◆ Exercise instructions
Pull out every line in the listing below that contains the word "surface". Case matters, so only lines with the exact same capital and small letters count.
-------- Data listing
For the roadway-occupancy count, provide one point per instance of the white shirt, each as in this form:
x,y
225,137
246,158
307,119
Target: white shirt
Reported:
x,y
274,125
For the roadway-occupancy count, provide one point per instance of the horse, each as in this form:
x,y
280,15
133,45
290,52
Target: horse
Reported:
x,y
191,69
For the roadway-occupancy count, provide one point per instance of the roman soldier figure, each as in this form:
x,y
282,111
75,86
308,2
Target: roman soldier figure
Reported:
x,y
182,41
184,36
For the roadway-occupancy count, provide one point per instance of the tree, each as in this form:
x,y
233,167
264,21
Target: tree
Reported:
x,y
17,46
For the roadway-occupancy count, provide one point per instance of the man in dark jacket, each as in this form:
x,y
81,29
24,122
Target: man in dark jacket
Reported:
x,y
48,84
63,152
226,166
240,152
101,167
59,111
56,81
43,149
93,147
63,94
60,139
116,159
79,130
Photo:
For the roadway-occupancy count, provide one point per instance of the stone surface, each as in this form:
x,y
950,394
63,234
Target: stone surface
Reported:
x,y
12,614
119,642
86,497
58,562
----------------
-------- Data listing
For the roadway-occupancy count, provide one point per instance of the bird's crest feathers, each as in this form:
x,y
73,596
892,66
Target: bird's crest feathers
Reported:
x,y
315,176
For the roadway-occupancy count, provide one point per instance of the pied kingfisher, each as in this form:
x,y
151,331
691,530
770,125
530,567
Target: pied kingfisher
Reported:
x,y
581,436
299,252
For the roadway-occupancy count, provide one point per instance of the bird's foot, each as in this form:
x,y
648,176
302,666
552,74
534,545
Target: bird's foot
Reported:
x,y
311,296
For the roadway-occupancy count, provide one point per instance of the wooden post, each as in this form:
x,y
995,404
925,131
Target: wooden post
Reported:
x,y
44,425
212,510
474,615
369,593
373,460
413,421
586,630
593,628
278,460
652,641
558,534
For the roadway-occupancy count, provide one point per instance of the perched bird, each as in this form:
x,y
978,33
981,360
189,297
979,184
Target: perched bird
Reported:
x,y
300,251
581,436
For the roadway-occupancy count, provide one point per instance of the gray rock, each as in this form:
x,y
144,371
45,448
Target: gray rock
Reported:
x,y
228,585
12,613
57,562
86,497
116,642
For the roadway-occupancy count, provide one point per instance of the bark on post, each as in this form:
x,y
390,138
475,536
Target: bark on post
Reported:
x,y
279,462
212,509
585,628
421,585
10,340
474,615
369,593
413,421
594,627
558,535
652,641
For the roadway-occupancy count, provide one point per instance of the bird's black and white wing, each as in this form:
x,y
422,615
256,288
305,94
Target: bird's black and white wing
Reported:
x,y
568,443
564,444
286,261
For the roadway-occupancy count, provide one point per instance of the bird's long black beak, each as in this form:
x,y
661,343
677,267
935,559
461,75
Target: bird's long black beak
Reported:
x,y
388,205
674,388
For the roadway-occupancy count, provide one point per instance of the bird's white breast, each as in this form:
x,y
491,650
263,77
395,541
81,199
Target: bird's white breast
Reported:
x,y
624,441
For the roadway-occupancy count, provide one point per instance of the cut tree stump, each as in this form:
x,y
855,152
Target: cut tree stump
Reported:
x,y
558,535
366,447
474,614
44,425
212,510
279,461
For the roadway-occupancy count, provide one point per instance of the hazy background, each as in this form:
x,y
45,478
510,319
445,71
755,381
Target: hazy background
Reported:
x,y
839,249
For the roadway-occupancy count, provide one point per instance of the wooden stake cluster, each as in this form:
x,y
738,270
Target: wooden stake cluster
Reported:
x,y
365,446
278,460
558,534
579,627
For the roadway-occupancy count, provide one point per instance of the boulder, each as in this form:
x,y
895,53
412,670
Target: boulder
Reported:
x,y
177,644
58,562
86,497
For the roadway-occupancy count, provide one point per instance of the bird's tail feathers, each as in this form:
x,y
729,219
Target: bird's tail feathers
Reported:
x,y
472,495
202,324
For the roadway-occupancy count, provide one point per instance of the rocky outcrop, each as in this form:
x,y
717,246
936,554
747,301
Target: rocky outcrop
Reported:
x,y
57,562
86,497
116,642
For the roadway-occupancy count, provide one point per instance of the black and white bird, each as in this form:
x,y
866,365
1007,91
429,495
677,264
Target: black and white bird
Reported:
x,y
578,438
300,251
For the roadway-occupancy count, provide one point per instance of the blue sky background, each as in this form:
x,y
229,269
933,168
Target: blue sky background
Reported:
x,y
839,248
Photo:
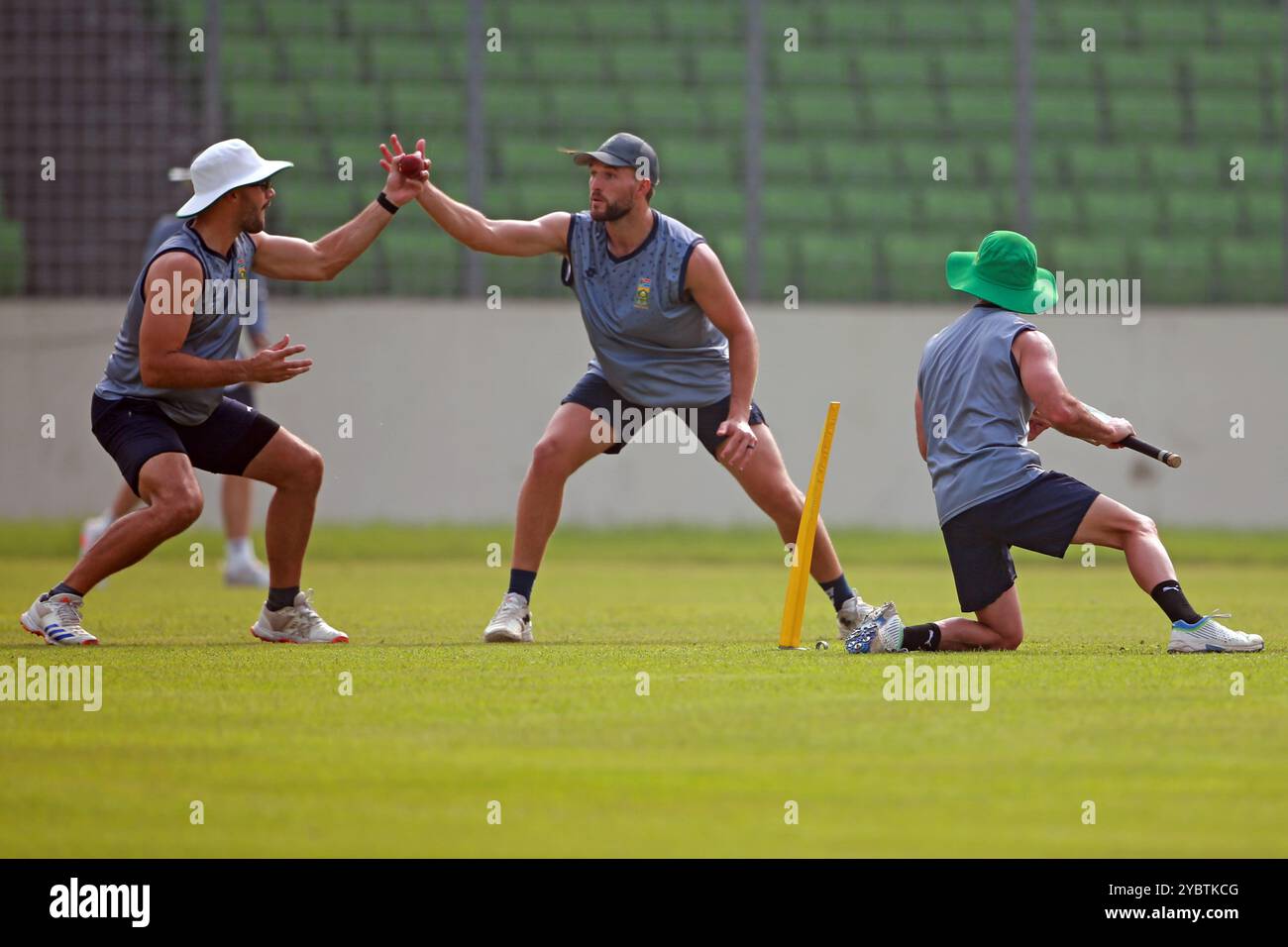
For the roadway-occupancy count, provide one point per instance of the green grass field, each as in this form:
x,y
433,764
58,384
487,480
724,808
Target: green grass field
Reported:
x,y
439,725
----------------
◆ Exercise solution
For the roadway-occupancy count, provide one point per instance of the stone surface, each as in this form:
Target: stone surface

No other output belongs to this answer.